**Reading passage**
※ ※ ※

The putty market continues to be very, very competitive. Both the Asian Paints and Birla, they are very, very aggressive. As a result, I mean, the prices are under pressure. Asian Paints has already become the largest seller of putty though, and they don't have any manufacturing facility. They are mostly outsourcing, but still, they have the largest market share of putty. Having said so, though the demand is increasing, I mean, there has been a growth in putty demand about 8-9% overall. Yes, the growth of Asian Paints is more than us. We have grown by about 4%, and Asian Paints has grown in double digits. This platform still remains very competitive. There is an absolute growth in volume of the white business, but otherwise, it is very competitive, and it is having an impact on the margins.
But still, we are able to operate at a better margins of ranging between 15%-20% in the white business.
Understood. Understood. That's helpful. Sir, from your commentary on the cost side, as far as variable cost is concerned, is it fair to, I mean, kind of infer that we've kind of all the cost savings largely because of the commodity price deflation is behind us, and from here on, it will basically depend on how coal prices trend?
So yeah, but there are certainly some more opportunities there in terms of we are increasing the share of our green power, and we continue to work on increasing the AFR share. And besides that, we are working on the logistics costs. So these are the areas where still we have got certain benefits which have accrued, but we see some more, as we said, on a journey of about INR 150-INR 200 a ton. We may be closing the year by INR 40-INR 50 rupees realization of that, but some other about INR 75 a ton we will get over a period of time.
Understood. And sir, is it possible to share how are the prices now, say, in January versus the average of 3Q in our key markets, North and Central?
So except I think marginally higher in the month of January on the average of Q3, but this is just the beginning. We have to see how it goes. And though we are hopeful, yes, it could be better than Q3.
Is it similar both in North and Central, the trend?
Yeah, both. But it will depend, see, because when the year-end comes and there is a pressure on volumes by everyone, does it have any impact on the pricing? So all this has to be seen. But as of now, yes.
And sir, if I may just squeeze in one last question. Overall, in our growth, I mean, single-digit, how has been the market growth in both Central and North in the third quarter?
So see, our growth, naturally, most of our growth is coming from the Central markets because our expansion is in the Central market. Our growth in the North is we may be marginally at par or maybe marginally lower than the overall because we did when we had some maintenance, so at that point of time, we did cut down some of the non-trade volumes, but we have been able to maintain our trade share across. But the major growth factors is in Central India, where the major investment is being done. There, definitely, we are growing much more than the market.
Got it. Understood. Thank you, sir, for all the answers. All the best.

※ ※ ※

**Supplied data**
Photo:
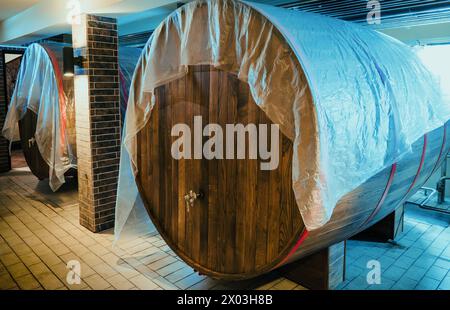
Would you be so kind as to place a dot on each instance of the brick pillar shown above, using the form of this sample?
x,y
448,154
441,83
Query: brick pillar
x,y
97,102
5,161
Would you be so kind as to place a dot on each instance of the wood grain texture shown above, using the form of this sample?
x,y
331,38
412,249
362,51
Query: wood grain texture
x,y
248,220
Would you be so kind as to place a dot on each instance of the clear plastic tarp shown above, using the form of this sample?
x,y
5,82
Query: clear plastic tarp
x,y
351,99
131,218
41,88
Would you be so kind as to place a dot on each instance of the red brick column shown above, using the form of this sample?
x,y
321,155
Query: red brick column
x,y
97,101
5,162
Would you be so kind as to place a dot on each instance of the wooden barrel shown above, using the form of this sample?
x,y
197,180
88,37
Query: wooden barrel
x,y
247,222
27,125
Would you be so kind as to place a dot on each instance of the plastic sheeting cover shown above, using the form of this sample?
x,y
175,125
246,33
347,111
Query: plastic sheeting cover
x,y
371,96
131,219
39,88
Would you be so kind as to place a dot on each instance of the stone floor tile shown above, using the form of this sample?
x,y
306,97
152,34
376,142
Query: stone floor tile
x,y
96,282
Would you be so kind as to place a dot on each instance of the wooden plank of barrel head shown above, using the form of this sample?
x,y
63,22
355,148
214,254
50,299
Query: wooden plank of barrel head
x,y
247,221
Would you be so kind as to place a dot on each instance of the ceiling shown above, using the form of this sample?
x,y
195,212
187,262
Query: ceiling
x,y
9,8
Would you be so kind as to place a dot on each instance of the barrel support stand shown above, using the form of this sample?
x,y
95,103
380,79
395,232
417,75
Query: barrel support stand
x,y
386,229
324,270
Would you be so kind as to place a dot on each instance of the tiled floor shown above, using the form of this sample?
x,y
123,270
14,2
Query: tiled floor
x,y
40,234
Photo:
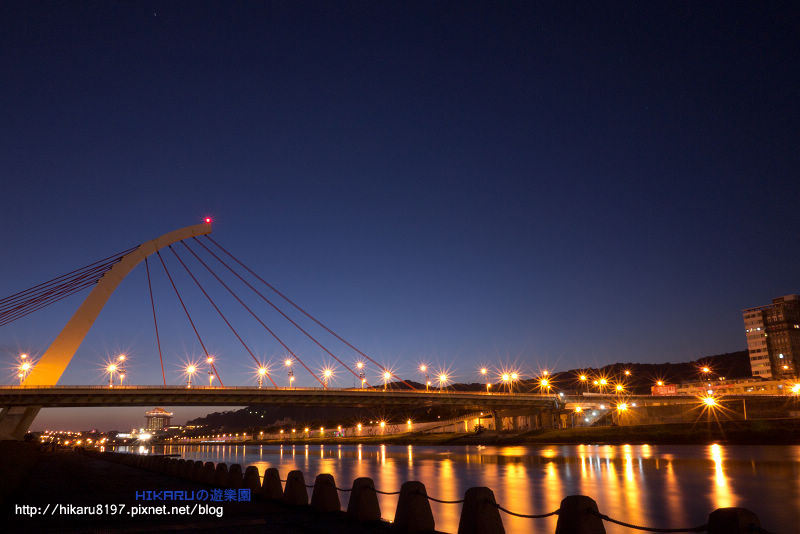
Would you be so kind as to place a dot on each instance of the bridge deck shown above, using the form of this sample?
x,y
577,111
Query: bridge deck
x,y
85,396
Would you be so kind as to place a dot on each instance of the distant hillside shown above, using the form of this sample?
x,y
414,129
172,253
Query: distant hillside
x,y
643,375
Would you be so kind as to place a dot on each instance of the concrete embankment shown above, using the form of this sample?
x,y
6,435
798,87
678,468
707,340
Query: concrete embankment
x,y
751,432
32,478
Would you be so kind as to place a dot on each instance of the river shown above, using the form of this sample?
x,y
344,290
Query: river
x,y
663,486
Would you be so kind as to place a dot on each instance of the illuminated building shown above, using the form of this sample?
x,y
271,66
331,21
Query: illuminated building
x,y
773,337
157,419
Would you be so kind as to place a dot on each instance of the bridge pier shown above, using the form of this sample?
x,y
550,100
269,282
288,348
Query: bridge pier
x,y
16,420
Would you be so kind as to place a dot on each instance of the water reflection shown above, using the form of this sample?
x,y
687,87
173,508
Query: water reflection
x,y
660,486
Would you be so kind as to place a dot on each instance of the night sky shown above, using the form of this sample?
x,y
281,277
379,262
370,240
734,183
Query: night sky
x,y
549,186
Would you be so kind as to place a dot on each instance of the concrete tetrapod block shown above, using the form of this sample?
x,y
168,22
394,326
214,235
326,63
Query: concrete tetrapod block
x,y
363,504
579,515
271,487
251,480
221,475
325,498
235,476
732,521
413,512
479,513
295,490
209,473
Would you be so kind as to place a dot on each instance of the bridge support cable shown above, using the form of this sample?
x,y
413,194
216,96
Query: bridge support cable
x,y
58,279
210,300
301,310
186,311
256,317
13,315
312,338
25,302
155,323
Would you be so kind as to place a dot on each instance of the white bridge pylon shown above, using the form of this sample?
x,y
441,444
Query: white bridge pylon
x,y
54,361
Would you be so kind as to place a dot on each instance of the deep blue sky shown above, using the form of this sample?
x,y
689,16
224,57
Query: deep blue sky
x,y
552,185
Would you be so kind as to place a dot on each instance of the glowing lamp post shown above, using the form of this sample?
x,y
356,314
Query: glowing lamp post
x,y
24,368
111,369
190,370
424,370
544,384
484,373
361,375
386,377
288,363
326,376
442,381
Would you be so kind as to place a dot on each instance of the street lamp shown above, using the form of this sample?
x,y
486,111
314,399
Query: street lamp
x,y
386,376
544,384
288,363
24,368
190,370
442,381
424,370
111,369
361,375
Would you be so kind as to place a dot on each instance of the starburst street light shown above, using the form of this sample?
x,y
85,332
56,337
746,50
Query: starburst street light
x,y
190,370
386,377
443,378
361,374
111,369
544,385
484,373
23,368
288,364
262,372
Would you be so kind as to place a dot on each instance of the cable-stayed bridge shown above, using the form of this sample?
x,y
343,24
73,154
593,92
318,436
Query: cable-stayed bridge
x,y
191,249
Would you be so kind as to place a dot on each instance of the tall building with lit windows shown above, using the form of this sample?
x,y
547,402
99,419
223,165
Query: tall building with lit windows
x,y
157,419
773,337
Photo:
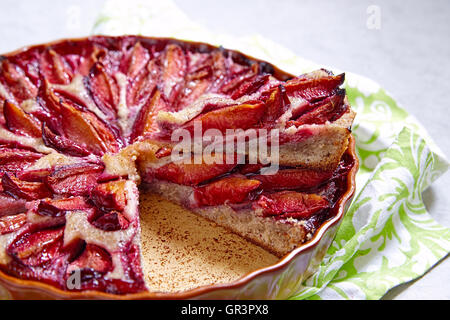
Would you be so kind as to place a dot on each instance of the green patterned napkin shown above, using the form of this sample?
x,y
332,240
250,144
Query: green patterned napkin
x,y
387,237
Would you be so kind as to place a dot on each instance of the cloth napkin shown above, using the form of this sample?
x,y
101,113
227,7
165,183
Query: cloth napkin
x,y
387,237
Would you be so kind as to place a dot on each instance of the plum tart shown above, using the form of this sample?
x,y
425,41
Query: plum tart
x,y
85,125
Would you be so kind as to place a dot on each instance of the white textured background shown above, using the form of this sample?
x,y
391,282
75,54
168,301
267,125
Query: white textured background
x,y
409,56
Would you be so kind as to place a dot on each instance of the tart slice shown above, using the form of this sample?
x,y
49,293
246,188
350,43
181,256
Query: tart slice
x,y
85,125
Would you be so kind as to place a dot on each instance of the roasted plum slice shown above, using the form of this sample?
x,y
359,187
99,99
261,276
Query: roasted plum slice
x,y
291,204
83,122
23,189
188,172
58,207
109,221
315,86
15,79
110,195
14,160
233,189
12,223
242,116
93,259
86,129
19,121
293,178
60,143
55,68
174,66
103,89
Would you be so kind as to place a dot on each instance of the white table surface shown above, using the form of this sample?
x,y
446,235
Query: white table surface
x,y
409,56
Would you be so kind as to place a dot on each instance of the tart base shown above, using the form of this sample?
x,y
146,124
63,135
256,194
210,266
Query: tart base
x,y
182,251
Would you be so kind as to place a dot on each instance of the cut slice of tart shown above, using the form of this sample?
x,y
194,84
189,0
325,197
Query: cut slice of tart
x,y
85,123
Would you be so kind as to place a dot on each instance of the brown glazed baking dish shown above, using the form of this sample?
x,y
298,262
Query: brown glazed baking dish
x,y
278,281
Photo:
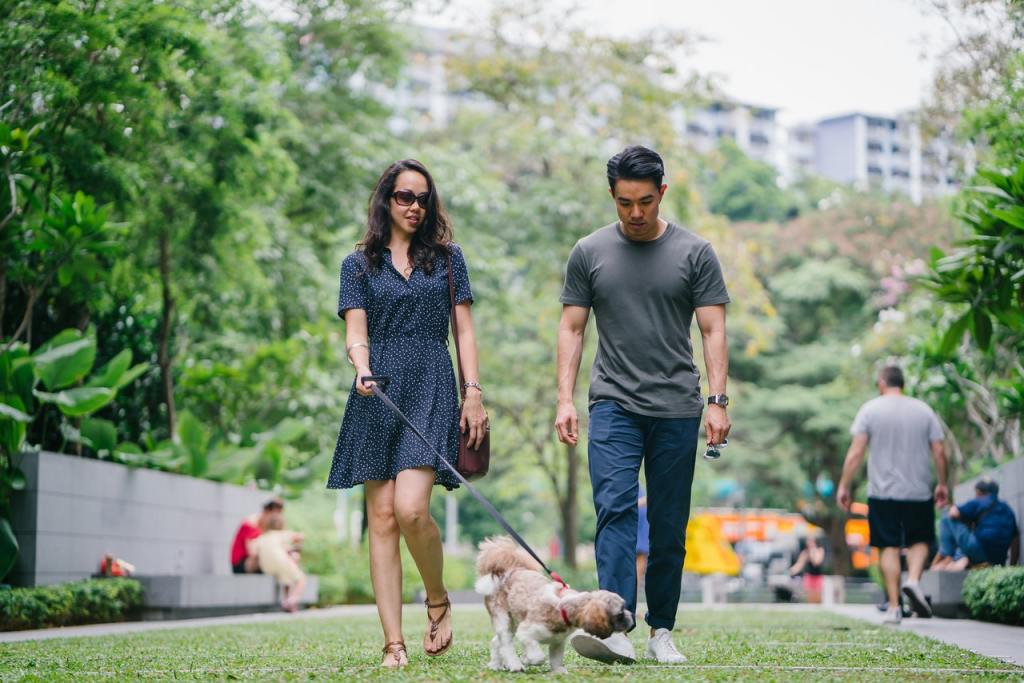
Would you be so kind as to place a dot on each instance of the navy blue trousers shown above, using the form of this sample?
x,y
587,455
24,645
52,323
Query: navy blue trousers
x,y
619,442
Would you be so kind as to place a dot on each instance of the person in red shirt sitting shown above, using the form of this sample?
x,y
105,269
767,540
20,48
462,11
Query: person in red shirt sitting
x,y
243,560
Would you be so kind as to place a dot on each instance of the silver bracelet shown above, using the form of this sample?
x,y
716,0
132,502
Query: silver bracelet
x,y
348,350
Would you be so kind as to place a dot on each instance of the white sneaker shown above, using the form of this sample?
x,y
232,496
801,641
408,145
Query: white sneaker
x,y
616,648
893,615
916,599
660,648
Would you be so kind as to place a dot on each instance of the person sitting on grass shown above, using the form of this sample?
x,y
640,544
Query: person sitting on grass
x,y
978,532
273,549
243,556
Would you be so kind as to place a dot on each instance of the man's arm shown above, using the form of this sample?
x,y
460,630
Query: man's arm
x,y
711,319
854,457
570,329
941,492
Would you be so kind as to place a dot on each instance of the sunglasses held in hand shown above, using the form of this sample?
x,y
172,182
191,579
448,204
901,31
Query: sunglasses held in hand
x,y
714,451
407,197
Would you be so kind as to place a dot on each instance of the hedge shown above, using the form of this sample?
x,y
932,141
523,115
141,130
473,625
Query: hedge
x,y
995,594
88,601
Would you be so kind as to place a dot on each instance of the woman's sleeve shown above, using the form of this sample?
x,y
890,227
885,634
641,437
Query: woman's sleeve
x,y
460,273
354,283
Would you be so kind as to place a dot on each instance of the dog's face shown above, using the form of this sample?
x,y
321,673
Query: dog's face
x,y
604,612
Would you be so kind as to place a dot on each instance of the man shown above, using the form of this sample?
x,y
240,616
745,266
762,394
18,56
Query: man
x,y
243,559
645,279
980,531
903,434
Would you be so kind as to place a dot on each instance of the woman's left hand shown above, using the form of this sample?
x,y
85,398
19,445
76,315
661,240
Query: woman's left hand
x,y
474,418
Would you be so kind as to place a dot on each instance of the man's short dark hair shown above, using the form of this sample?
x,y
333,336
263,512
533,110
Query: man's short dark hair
x,y
987,486
892,377
636,163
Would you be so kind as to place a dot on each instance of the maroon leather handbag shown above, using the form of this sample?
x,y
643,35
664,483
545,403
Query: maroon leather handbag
x,y
472,463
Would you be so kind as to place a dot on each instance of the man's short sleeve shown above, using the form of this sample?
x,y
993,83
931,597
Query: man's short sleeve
x,y
352,292
578,290
935,428
860,423
709,285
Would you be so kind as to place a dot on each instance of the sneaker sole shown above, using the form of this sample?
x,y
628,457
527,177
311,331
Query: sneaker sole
x,y
920,606
651,657
593,648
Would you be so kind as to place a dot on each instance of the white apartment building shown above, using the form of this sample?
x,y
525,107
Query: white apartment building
x,y
754,129
862,150
885,153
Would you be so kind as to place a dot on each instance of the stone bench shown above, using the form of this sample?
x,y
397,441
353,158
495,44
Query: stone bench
x,y
168,597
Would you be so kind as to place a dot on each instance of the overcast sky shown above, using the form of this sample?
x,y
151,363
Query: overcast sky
x,y
810,58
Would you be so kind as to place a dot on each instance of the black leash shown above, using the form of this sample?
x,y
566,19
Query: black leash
x,y
379,381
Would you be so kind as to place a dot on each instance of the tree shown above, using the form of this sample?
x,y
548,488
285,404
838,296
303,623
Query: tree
x,y
742,188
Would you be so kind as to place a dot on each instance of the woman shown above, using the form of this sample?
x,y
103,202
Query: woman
x,y
394,300
811,562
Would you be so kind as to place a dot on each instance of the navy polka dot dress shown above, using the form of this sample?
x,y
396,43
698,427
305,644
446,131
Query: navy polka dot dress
x,y
409,329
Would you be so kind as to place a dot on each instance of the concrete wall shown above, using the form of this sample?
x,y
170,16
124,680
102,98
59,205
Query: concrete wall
x,y
1011,479
74,510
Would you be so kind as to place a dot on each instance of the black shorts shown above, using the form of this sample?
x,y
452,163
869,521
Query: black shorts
x,y
900,523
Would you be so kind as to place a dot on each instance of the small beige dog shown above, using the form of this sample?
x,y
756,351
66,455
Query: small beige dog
x,y
523,601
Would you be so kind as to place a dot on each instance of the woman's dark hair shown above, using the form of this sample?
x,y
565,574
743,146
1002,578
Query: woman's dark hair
x,y
431,238
636,163
892,377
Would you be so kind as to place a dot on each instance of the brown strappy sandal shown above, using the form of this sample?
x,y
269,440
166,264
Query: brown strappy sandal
x,y
395,649
435,624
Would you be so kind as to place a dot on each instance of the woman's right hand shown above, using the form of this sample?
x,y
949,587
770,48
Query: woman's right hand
x,y
360,388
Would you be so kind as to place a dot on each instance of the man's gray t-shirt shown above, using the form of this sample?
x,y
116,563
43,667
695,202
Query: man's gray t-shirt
x,y
900,431
643,295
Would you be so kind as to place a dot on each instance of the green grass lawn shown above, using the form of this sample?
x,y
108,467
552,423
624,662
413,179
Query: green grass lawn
x,y
734,644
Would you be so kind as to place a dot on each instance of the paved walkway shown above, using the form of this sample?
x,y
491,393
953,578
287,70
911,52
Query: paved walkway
x,y
139,627
993,640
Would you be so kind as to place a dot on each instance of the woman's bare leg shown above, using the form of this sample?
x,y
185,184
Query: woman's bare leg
x,y
385,561
412,509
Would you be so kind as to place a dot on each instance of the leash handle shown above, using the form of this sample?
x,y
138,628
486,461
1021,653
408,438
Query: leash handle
x,y
472,489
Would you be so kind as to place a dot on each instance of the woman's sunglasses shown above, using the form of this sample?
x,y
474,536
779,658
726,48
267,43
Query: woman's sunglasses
x,y
407,197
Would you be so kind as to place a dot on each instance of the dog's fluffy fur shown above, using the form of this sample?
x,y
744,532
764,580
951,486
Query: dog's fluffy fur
x,y
523,602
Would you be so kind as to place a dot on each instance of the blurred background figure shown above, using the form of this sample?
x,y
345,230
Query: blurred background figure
x,y
810,562
273,551
981,531
244,560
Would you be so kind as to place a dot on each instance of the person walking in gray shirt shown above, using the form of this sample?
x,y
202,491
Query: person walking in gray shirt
x,y
645,279
904,437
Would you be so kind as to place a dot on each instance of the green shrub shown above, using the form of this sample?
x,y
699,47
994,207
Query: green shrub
x,y
996,594
89,601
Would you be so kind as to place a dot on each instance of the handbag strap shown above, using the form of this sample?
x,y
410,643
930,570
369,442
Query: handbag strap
x,y
455,328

※ ※ ※

**Your tasks**
[1] Do these statements agree with the call transcript above? Answer yes or no for each and quote the deciding words. (a) Asian Paints has its own putty manufacturing facility. (b) The company's putty business grew by about 4%. (c) The white business operates at margins between 15% and 20%.
[2] According to the call transcript, why does most of the company's growth come from the Central markets?

**Worked answers**
[1]
(a) No: "they don't have any manufacturing facility."
(b) Yes: "We have grown by about 4%"
(c) Yes: "we are able to operate at a better margins of ranging between 15%-20% in the white business."

[2] Its expansion is in the Central market.